Document extract:
Bergen Drug Company v. Parke, Davis & Company

Decision Date29 August 1962
Docket NumberNo. 13934.,13934.
Citation307 F.2d 725
PartiesBERGEN DRUG COMPANY Inc., a New Jersey Corporation, Appellant, v. PARKE, DAVIS & COMPANY, a Michigan Corporation.
CourtU.S. Court of Appeals — Third Circuit

Alan V. Lowenstein, Newark, N. J., (Lowenstein & Spicer, Murry D. Brochin, Newark, N. J., on the brief), for appellant.

Gerhard A. Gesell, Washington, D. C., (Donald B. Kipp, Clyde A. Szuch, Pitney, Hardin & Kipp, Newark, N. J., William H. Allen, Covington & Burling, Washington, D. C., on the brief), for appellee.

Before McLAUGHLIN, STALEY and HASTIE, Circuit Judges.

STALEY, Circuit Judge.

On September 27, 1961, plaintiff, Bergen Drug Company, Inc., commenced a private antitrust action against defendant, Parke, Davis & Company. The complaint, as amended, contained the usual prayer for treble damages and requested a permanent injunction enjoining defendant from refusing to sell its products to plaintiff upon the same terms as they are sold to other purchasers.1

On October 12, 1961, plaintiff received a letter from defendant which stated:

"We have concluded that we do not wish to make further use of the distribution facilities of Bergen Drug Company, Inc.
"We are, therefore, closing your account permanently, effective immediately."

Shortly before, plaintiff's subsidiaries received substantially similar letters from defendant.

Confronted with defendant's action, plaintiff filed a motion in the district court for an injunction pendente lite requesting that defendant be enjoined from cancelling or threatening to cancel the accounts of plaintiff and its wholly-owned subsidiary, from refusing to fill their orders, and requiring defendant to sell and deliver merchandise to them upon the same terms and conditions as such merchandise was being sold and delivered to competing wholesalers.

Data listing:
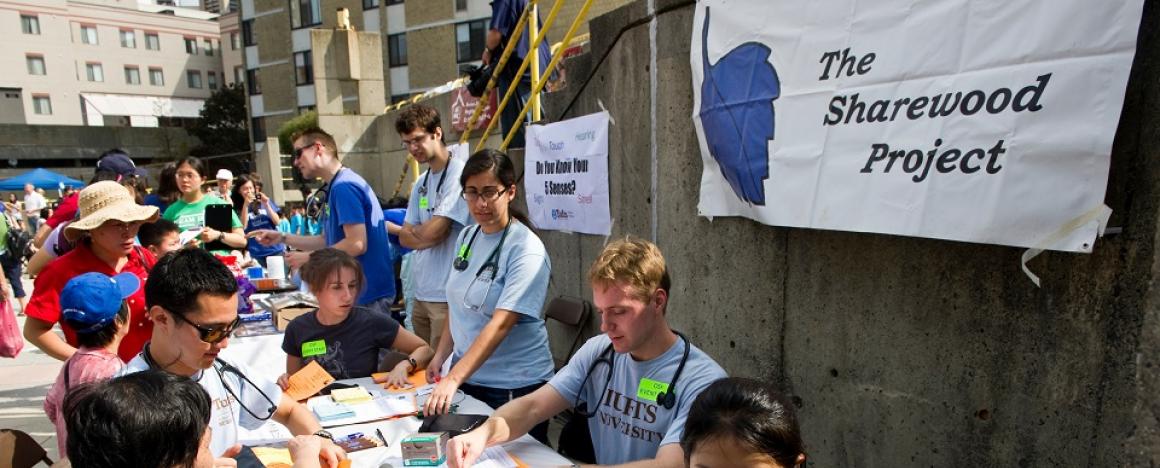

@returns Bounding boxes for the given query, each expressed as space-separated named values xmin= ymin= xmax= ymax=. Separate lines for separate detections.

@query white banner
xmin=690 ymin=0 xmax=1143 ymax=252
xmin=523 ymin=113 xmax=612 ymax=236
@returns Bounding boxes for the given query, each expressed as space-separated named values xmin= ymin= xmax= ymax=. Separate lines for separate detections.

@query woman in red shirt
xmin=24 ymin=181 xmax=158 ymax=362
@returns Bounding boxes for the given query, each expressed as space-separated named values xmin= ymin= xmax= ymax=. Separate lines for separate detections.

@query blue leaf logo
xmin=698 ymin=8 xmax=782 ymax=206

Given exercise 1:
Repeat the portion of the Bergen Drug opinion that begins at the words "Bergen Drug Company v." and stops after the words "HASTIE, Circuit Judges.".
Given exercise 2:
According to the Bergen Drug opinion, on what date did the plaintiff receive the letter from the defendant?
Given exercise 3:
Do these statements agree with the Bergen Drug opinion? For each, answer yes or no and quote the deciding words. (a) The plaintiff commenced its antitrust action on September 27, 1961. (b) Parke, Davis & Company is a New Jersey corporation. (c) Hastie was one of the circuit judges hearing the case.
The items have no connection to the Bergen Drug opinion.

Final result 1:
Bergen Drug Company v. Parke, Davis & Company

Decision Date29 August 1962
Docket NumberNo. 13934.,13934.
Citation307 F.2d 725
PartiesBERGEN DRUG COMPANY Inc., a New Jersey Corporation, Appellant, v. PARKE, DAVIS & COMPANY, a Michigan Corporation.
CourtU.S. Court of Appeals — Third Circuit

Alan V. Lowenstein, Newark, N. J., (Lowenstein & Spicer, Murry D. Brochin, Newark, N. J., on the brief), for appellant.

Gerhard A. Gesell, Washington, D. C., (Donald B. Kipp, Clyde A. Szuch, Pitney, Hardin & Kipp, Newark, N. J., William H. Allen, Covington & Burling, Washington, D. C., on the brief), for appellee.

Before McLAUGHLIN, STALEY and HASTIE, Circuit Judges.

Final result 2:
October 12, 1961.

Final result 3:
(a) Yes: "On September 27, 1961, plaintiff, Bergen Drug Company, Inc., commenced a private antitrust action"
(b) No: "PARKE, DAVIS & COMPANY, a Michigan Corporation"
(c) Yes: "Before McLAUGHLIN, STALEY and HASTIE, Circuit Judges."